[Bounding box annotation entries]
===
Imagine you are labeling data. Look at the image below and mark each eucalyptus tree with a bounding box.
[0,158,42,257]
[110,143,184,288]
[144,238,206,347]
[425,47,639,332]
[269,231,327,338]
===
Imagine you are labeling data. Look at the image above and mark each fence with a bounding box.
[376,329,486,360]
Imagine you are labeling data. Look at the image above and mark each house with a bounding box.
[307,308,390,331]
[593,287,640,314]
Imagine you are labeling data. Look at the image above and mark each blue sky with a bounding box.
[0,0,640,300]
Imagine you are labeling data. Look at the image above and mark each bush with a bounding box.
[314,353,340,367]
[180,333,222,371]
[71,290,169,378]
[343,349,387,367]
===
Can you pull out the part of the records that opens with the line containing "Imagine you are labeling data. Look at the image below" and closes with the line containing "[269,231,327,338]", including both of those lines, and reproduce it word for word?

» Task solution:
Imagine you are labeling data. Look at the image below and mark each eucalyptus tree with a bounding box.
[0,158,42,257]
[110,143,184,288]
[144,238,206,347]
[425,47,639,332]
[269,231,327,338]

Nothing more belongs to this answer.